**SHORT EXERCISE A:**
Update the section of the Ceph upgrade notes between "#. Consider enabling" and "Mimic or Luminous)", inclusive, so that "dashboard" reads "portal", and give that section in full.

**PAGE EXTRACT:**
◇ ◇ ◇ ◇ ◇ ◇ ◇

If your CRUSH tunables are older than Hammer, Ceph will now issue a
health warning. If you see a health alert to that effect, you can
revert this change with::
ceph config set mon mon_crush_min_required_version firefly
If Ceph does not complain, however, then we recommend you also
switch any existing CRUSH buckets to straw2, which was added back
in the Hammer release. If you have any 'straw' buckets, this will
result in a modest amount of data movement, but generally nothing
too severe.::
ceph osd getcrushmap -o backup-crushmap
ceph osd crush set-all-straw-buckets-to-straw2
If there are problems, you can easily revert with::
ceph osd setcrushmap -i backup-crushmap
Moving to 'straw2' buckets will unlock a few recent features, like
the `crush-compat` :ref:`balancer <balancer>` mode added back in Luminous.
#. If you did not already do so when upgrading from Mimic, we
recommened you enable the new :ref:`v2 network protocol <msgr2>`,
issue the following command::
ceph mon enable-msgr2
This will instruct all monitors that bind to the old default port
6789 for the legacy v1 protocol to also bind to the new 3300 v2
protocol port. To see if all monitors have been updated,::
ceph mon dump
and verify that each monitor has both a ``v2:`` and ``v1:`` address
listed.
#. Consider enabling the :ref:`telemetry module <telemetry>` to send
anonymized usage statistics and crash information to the Ceph
upstream developers. To see what would be reported (without actually
sending any information to anyone),::
ceph mgr module enable telemetry
ceph telemetry show
If you are comfortable with the data that is reported, you can opt-in to
automatically report the high-level cluster metadata with::
ceph telemetry on
The public dashboard that aggregates Ceph telemetry can be found at
`https://telemetry-public.ceph.com/ <https://telemetry-public.ceph.com/>`_.
For more information about the telemetry module, see :ref:`the
documentation <telemetry>`.
Upgrade from pre-Nautilus releases (like Mimic or Luminous)

◇ ◇ ◇ ◇ ◇ ◇ ◇

**SHORT EXERCISE B:**
Return each line of the records that contains the string "wall". The match is case-sensitive.

◇ ◇ ◇ ◇ ◇ ◇ ◇

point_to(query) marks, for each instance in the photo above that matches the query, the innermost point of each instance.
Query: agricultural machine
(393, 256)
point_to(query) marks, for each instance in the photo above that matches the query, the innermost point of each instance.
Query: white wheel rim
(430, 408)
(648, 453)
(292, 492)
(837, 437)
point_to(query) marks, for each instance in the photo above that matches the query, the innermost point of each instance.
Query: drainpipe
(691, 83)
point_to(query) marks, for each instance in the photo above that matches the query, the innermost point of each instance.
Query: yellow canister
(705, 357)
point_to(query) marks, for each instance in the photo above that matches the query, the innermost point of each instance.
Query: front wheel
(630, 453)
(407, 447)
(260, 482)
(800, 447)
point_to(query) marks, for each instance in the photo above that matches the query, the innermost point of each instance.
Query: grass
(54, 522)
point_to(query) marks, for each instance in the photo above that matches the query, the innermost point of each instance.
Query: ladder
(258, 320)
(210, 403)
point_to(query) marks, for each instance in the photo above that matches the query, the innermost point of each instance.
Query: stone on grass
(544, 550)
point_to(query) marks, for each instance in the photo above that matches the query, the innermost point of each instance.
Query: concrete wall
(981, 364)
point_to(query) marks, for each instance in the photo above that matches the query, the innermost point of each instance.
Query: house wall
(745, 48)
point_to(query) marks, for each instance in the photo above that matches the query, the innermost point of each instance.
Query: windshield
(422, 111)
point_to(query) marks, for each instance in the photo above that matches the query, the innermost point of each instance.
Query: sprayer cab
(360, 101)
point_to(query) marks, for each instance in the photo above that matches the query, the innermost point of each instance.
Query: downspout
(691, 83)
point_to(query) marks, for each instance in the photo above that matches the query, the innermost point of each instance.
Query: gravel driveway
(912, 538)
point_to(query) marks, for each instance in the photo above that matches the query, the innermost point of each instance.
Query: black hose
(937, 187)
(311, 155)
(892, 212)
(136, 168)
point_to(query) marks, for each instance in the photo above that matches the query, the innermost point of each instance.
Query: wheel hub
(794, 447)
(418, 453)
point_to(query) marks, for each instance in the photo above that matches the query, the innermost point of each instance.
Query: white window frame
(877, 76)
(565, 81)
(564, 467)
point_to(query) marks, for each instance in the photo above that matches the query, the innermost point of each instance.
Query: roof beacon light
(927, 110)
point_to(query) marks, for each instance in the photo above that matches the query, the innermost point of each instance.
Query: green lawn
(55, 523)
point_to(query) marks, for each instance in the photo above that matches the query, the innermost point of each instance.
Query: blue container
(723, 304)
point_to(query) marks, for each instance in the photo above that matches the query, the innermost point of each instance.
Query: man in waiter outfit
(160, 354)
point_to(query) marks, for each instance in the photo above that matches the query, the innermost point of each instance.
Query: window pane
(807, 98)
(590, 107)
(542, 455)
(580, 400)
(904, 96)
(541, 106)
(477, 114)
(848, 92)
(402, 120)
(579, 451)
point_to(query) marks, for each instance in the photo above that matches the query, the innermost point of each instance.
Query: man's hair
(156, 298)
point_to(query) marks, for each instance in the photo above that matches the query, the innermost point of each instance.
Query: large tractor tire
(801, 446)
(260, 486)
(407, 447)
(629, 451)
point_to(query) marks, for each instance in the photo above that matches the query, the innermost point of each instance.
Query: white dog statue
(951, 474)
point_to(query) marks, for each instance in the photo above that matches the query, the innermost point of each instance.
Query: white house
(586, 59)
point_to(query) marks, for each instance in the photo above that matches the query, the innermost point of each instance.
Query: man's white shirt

◇ ◇ ◇ ◇ ◇ ◇ ◇

**RESPONSE A:**
#. Consider enabling the :ref:`telemetry module <telemetry>` to send
anonymized usage statistics and crash information to the Ceph
upstream developers. To see what would be reported (without actually
sending any information to anyone),::
ceph mgr module enable telemetry
ceph telemetry show
If you are comfortable with the data that is reported, you can opt-in to
automatically report the high-level cluster metadata with::
ceph telemetry on
The public portal that aggregates Ceph telemetry can be found at
`https://telemetry-public.ceph.com/ <https://telemetry-public.ceph.com/>`_.
For more information about the telemetry module, see :ref:`the
documentation <telemetry>`.
Upgrade from pre-Nautilus releases (like Mimic or Luminous)

**RESPONSE B:**
Query: concrete wall
Query: house wall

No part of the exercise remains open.